_Task:_ Filter the records below and copy every line that contains the string "horse". Matching is case-sensitive.

_Data for this task:_
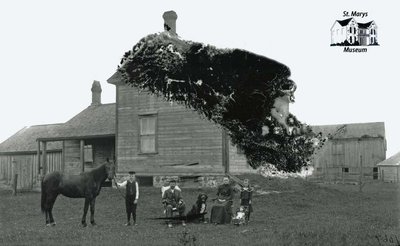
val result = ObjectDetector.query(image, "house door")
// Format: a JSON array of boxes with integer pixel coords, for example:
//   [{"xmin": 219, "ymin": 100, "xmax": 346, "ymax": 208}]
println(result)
[
  {"xmin": 360, "ymin": 37, "xmax": 367, "ymax": 45},
  {"xmin": 372, "ymin": 167, "xmax": 378, "ymax": 179}
]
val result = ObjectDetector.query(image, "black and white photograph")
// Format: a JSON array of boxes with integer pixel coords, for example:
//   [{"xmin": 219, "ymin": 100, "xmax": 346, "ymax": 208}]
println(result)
[{"xmin": 0, "ymin": 0, "xmax": 400, "ymax": 246}]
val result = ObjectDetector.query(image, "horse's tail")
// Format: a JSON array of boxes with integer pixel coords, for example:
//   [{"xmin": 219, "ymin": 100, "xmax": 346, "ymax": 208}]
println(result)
[{"xmin": 40, "ymin": 175, "xmax": 47, "ymax": 213}]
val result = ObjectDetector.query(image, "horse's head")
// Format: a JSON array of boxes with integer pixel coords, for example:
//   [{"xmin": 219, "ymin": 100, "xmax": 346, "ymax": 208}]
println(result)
[{"xmin": 105, "ymin": 161, "xmax": 115, "ymax": 180}]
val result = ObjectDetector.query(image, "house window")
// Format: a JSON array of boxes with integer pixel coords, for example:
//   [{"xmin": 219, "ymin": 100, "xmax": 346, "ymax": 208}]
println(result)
[
  {"xmin": 83, "ymin": 145, "xmax": 93, "ymax": 165},
  {"xmin": 139, "ymin": 114, "xmax": 157, "ymax": 154},
  {"xmin": 372, "ymin": 167, "xmax": 378, "ymax": 179},
  {"xmin": 332, "ymin": 142, "xmax": 345, "ymax": 167}
]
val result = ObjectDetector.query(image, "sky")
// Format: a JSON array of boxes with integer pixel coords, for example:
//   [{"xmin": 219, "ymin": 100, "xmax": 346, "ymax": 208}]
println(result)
[{"xmin": 0, "ymin": 0, "xmax": 400, "ymax": 157}]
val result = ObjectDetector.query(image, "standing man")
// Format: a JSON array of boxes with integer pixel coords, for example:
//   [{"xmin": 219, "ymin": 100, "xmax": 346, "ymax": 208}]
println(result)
[
  {"xmin": 117, "ymin": 171, "xmax": 139, "ymax": 226},
  {"xmin": 162, "ymin": 180, "xmax": 186, "ymax": 228}
]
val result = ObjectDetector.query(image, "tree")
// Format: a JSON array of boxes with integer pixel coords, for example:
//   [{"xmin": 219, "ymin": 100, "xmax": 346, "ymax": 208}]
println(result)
[{"xmin": 118, "ymin": 32, "xmax": 324, "ymax": 171}]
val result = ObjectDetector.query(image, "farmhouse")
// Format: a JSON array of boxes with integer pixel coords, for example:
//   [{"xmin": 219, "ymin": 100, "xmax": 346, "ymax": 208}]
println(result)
[
  {"xmin": 377, "ymin": 152, "xmax": 400, "ymax": 183},
  {"xmin": 0, "ymin": 12, "xmax": 386, "ymax": 189},
  {"xmin": 331, "ymin": 18, "xmax": 378, "ymax": 46},
  {"xmin": 312, "ymin": 122, "xmax": 386, "ymax": 181}
]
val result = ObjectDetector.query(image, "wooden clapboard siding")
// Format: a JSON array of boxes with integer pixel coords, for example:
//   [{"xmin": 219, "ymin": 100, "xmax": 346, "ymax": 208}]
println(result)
[
  {"xmin": 0, "ymin": 151, "xmax": 62, "ymax": 190},
  {"xmin": 229, "ymin": 141, "xmax": 256, "ymax": 173},
  {"xmin": 313, "ymin": 137, "xmax": 386, "ymax": 181},
  {"xmin": 64, "ymin": 140, "xmax": 82, "ymax": 174},
  {"xmin": 85, "ymin": 138, "xmax": 115, "ymax": 171},
  {"xmin": 379, "ymin": 165, "xmax": 400, "ymax": 183},
  {"xmin": 116, "ymin": 85, "xmax": 224, "ymax": 175}
]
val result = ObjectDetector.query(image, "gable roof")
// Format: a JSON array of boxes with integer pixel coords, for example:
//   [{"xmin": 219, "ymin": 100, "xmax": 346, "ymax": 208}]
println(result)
[
  {"xmin": 336, "ymin": 18, "xmax": 353, "ymax": 26},
  {"xmin": 0, "ymin": 124, "xmax": 63, "ymax": 153},
  {"xmin": 38, "ymin": 103, "xmax": 116, "ymax": 140},
  {"xmin": 378, "ymin": 152, "xmax": 400, "ymax": 166},
  {"xmin": 311, "ymin": 122, "xmax": 385, "ymax": 139},
  {"xmin": 0, "ymin": 103, "xmax": 116, "ymax": 154},
  {"xmin": 358, "ymin": 21, "xmax": 373, "ymax": 28}
]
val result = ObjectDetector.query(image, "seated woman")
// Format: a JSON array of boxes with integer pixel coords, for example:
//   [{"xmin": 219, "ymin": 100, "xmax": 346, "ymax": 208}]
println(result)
[
  {"xmin": 162, "ymin": 180, "xmax": 186, "ymax": 228},
  {"xmin": 210, "ymin": 177, "xmax": 233, "ymax": 224}
]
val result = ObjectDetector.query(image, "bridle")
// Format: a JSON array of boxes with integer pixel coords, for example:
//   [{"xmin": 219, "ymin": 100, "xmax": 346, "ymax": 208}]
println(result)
[{"xmin": 113, "ymin": 172, "xmax": 126, "ymax": 200}]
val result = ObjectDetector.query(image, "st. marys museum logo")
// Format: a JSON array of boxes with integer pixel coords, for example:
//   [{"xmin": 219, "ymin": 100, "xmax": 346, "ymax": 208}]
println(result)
[{"xmin": 331, "ymin": 11, "xmax": 379, "ymax": 52}]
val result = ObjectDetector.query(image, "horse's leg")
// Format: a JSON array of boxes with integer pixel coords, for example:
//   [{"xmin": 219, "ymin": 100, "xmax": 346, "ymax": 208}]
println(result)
[
  {"xmin": 49, "ymin": 195, "xmax": 58, "ymax": 226},
  {"xmin": 45, "ymin": 194, "xmax": 57, "ymax": 226},
  {"xmin": 82, "ymin": 198, "xmax": 89, "ymax": 227},
  {"xmin": 90, "ymin": 198, "xmax": 96, "ymax": 225},
  {"xmin": 44, "ymin": 208, "xmax": 50, "ymax": 226}
]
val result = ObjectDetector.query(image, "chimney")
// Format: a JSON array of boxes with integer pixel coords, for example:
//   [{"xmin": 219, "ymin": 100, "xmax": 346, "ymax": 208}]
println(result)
[
  {"xmin": 91, "ymin": 80, "xmax": 101, "ymax": 106},
  {"xmin": 163, "ymin": 10, "xmax": 178, "ymax": 35}
]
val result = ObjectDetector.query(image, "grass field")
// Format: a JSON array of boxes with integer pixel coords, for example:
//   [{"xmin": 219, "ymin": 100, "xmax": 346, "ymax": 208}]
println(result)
[{"xmin": 0, "ymin": 175, "xmax": 400, "ymax": 246}]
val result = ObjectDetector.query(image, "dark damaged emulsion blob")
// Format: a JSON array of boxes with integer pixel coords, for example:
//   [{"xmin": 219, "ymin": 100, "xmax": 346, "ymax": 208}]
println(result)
[{"xmin": 118, "ymin": 32, "xmax": 322, "ymax": 172}]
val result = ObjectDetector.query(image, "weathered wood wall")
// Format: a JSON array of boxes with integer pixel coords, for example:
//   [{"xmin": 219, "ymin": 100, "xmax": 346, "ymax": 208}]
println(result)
[
  {"xmin": 85, "ymin": 138, "xmax": 115, "ymax": 171},
  {"xmin": 313, "ymin": 138, "xmax": 386, "ymax": 181},
  {"xmin": 0, "ymin": 151, "xmax": 62, "ymax": 190},
  {"xmin": 116, "ymin": 85, "xmax": 224, "ymax": 176},
  {"xmin": 229, "ymin": 141, "xmax": 257, "ymax": 174},
  {"xmin": 379, "ymin": 165, "xmax": 400, "ymax": 183},
  {"xmin": 63, "ymin": 140, "xmax": 82, "ymax": 174}
]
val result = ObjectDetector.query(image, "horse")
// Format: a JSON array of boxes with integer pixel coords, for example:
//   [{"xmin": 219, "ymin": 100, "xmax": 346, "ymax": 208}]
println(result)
[{"xmin": 41, "ymin": 163, "xmax": 115, "ymax": 227}]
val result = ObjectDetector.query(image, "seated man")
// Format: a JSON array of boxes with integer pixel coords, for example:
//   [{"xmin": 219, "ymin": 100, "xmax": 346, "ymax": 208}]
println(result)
[
  {"xmin": 162, "ymin": 180, "xmax": 186, "ymax": 228},
  {"xmin": 161, "ymin": 180, "xmax": 181, "ymax": 198}
]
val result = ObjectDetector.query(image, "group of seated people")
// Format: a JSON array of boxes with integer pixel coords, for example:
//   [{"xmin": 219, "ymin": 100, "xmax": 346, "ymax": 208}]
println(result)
[{"xmin": 161, "ymin": 176, "xmax": 253, "ymax": 227}]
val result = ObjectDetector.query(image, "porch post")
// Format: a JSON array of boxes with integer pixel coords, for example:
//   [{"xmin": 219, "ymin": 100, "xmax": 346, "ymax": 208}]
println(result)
[
  {"xmin": 79, "ymin": 139, "xmax": 85, "ymax": 172},
  {"xmin": 36, "ymin": 141, "xmax": 41, "ymax": 174},
  {"xmin": 42, "ymin": 141, "xmax": 47, "ymax": 176}
]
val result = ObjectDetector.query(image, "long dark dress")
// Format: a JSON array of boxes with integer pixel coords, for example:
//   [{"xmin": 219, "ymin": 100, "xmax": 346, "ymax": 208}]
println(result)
[
  {"xmin": 210, "ymin": 184, "xmax": 233, "ymax": 224},
  {"xmin": 240, "ymin": 187, "xmax": 253, "ymax": 212}
]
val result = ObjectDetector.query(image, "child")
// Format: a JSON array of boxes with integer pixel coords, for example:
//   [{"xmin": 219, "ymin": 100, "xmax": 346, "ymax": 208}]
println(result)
[
  {"xmin": 240, "ymin": 179, "xmax": 253, "ymax": 222},
  {"xmin": 232, "ymin": 206, "xmax": 246, "ymax": 225},
  {"xmin": 117, "ymin": 171, "xmax": 139, "ymax": 226}
]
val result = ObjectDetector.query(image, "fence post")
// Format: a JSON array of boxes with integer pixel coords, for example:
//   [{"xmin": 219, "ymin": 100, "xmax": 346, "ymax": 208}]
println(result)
[{"xmin": 13, "ymin": 173, "xmax": 18, "ymax": 196}]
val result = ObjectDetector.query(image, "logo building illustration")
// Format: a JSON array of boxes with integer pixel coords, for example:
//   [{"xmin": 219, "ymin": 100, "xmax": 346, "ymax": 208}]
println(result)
[{"xmin": 331, "ymin": 18, "xmax": 379, "ymax": 46}]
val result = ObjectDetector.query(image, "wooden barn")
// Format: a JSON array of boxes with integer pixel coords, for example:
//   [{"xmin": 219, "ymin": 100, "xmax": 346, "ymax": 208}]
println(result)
[
  {"xmin": 0, "ymin": 124, "xmax": 62, "ymax": 190},
  {"xmin": 377, "ymin": 152, "xmax": 400, "ymax": 183},
  {"xmin": 312, "ymin": 122, "xmax": 386, "ymax": 182},
  {"xmin": 0, "ymin": 81, "xmax": 115, "ymax": 189}
]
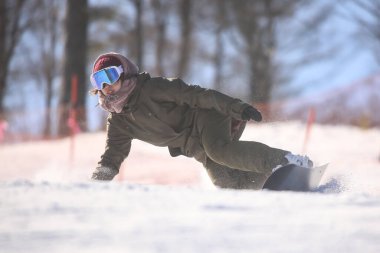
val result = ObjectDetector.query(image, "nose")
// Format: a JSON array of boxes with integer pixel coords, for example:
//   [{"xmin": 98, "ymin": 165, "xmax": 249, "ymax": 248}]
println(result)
[{"xmin": 102, "ymin": 84, "xmax": 113, "ymax": 95}]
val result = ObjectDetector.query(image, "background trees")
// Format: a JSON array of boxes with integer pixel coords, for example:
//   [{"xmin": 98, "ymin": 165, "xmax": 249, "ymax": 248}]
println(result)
[{"xmin": 0, "ymin": 0, "xmax": 380, "ymax": 140}]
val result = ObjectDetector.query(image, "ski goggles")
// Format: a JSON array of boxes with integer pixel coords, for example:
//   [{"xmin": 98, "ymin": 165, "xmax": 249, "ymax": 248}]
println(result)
[{"xmin": 91, "ymin": 65, "xmax": 124, "ymax": 90}]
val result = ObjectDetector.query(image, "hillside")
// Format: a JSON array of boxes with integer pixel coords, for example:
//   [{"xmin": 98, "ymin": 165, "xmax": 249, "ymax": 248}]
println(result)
[{"xmin": 281, "ymin": 74, "xmax": 380, "ymax": 128}]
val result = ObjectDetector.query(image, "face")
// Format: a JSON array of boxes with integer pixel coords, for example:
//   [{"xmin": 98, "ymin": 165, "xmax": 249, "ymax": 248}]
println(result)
[{"xmin": 102, "ymin": 80, "xmax": 121, "ymax": 96}]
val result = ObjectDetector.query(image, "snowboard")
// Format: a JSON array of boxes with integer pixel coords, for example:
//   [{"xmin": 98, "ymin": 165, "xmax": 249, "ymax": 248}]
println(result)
[{"xmin": 263, "ymin": 164, "xmax": 328, "ymax": 192}]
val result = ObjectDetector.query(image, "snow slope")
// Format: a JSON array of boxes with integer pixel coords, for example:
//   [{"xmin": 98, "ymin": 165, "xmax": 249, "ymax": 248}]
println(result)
[{"xmin": 0, "ymin": 122, "xmax": 380, "ymax": 253}]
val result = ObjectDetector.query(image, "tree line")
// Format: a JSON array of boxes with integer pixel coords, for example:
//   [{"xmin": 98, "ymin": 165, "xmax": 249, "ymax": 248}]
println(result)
[{"xmin": 0, "ymin": 0, "xmax": 380, "ymax": 136}]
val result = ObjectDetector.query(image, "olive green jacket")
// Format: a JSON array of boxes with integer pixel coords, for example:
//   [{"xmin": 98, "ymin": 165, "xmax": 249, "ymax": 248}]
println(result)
[{"xmin": 99, "ymin": 73, "xmax": 249, "ymax": 171}]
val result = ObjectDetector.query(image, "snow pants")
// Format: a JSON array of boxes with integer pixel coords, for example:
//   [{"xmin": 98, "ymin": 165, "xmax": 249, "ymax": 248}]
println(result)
[{"xmin": 195, "ymin": 111, "xmax": 289, "ymax": 189}]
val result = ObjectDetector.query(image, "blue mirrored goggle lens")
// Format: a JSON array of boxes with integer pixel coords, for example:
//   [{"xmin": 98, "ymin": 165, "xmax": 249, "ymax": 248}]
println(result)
[{"xmin": 91, "ymin": 66, "xmax": 122, "ymax": 90}]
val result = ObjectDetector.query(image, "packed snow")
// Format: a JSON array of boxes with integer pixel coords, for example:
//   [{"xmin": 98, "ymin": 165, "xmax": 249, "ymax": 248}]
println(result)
[{"xmin": 0, "ymin": 122, "xmax": 380, "ymax": 253}]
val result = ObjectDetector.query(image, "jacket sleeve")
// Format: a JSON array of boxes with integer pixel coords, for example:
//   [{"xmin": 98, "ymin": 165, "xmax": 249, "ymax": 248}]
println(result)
[
  {"xmin": 151, "ymin": 78, "xmax": 250, "ymax": 120},
  {"xmin": 98, "ymin": 114, "xmax": 132, "ymax": 172}
]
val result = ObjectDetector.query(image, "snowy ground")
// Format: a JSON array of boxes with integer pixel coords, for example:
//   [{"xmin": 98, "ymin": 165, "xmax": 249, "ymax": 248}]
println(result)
[{"xmin": 0, "ymin": 122, "xmax": 380, "ymax": 253}]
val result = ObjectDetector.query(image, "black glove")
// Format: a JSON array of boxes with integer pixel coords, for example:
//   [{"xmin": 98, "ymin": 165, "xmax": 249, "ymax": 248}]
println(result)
[{"xmin": 241, "ymin": 106, "xmax": 263, "ymax": 122}]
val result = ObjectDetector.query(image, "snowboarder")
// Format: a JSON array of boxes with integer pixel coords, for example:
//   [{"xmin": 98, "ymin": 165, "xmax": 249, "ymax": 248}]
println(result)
[{"xmin": 91, "ymin": 53, "xmax": 312, "ymax": 189}]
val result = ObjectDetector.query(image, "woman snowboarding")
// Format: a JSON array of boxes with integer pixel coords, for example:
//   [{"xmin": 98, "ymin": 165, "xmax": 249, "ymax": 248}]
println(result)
[{"xmin": 91, "ymin": 53, "xmax": 312, "ymax": 189}]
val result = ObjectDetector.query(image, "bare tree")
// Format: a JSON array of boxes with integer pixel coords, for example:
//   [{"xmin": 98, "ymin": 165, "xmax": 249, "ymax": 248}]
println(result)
[
  {"xmin": 152, "ymin": 0, "xmax": 169, "ymax": 76},
  {"xmin": 344, "ymin": 0, "xmax": 380, "ymax": 64},
  {"xmin": 177, "ymin": 0, "xmax": 193, "ymax": 76},
  {"xmin": 230, "ymin": 0, "xmax": 294, "ymax": 114},
  {"xmin": 38, "ymin": 0, "xmax": 60, "ymax": 136},
  {"xmin": 0, "ymin": 0, "xmax": 39, "ymax": 116},
  {"xmin": 59, "ymin": 0, "xmax": 88, "ymax": 136},
  {"xmin": 134, "ymin": 0, "xmax": 144, "ymax": 69}
]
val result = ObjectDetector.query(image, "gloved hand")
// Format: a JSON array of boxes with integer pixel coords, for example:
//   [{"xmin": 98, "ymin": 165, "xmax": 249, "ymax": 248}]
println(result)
[
  {"xmin": 91, "ymin": 167, "xmax": 118, "ymax": 181},
  {"xmin": 241, "ymin": 106, "xmax": 263, "ymax": 122}
]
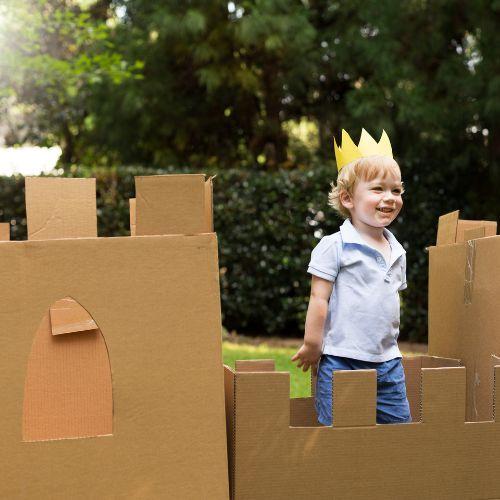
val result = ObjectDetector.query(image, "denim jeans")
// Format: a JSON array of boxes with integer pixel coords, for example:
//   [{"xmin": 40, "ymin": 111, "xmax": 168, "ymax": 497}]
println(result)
[{"xmin": 316, "ymin": 354, "xmax": 411, "ymax": 425}]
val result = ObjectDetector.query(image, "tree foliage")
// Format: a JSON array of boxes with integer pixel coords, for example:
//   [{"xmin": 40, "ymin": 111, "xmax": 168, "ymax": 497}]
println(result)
[{"xmin": 0, "ymin": 0, "xmax": 500, "ymax": 338}]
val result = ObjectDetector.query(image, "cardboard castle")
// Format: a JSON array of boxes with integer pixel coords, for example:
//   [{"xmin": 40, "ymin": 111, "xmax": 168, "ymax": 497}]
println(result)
[
  {"xmin": 0, "ymin": 175, "xmax": 500, "ymax": 500},
  {"xmin": 225, "ymin": 212, "xmax": 500, "ymax": 500},
  {"xmin": 0, "ymin": 175, "xmax": 228, "ymax": 499}
]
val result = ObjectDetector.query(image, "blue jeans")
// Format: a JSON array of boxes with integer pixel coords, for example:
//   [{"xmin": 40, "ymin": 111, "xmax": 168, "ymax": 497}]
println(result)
[{"xmin": 316, "ymin": 354, "xmax": 411, "ymax": 425}]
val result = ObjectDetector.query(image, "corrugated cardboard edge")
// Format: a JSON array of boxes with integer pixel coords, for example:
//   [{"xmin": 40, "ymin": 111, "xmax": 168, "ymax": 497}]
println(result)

_Task solution:_
val result = ObjectDetector.query(image, "horse's tail")
val result = ObjectDetector.query(image, "horse's head")
val result = ObjectDetector.query(image, "horse's leg")
val result = ObjectDetector.query(image, "horse")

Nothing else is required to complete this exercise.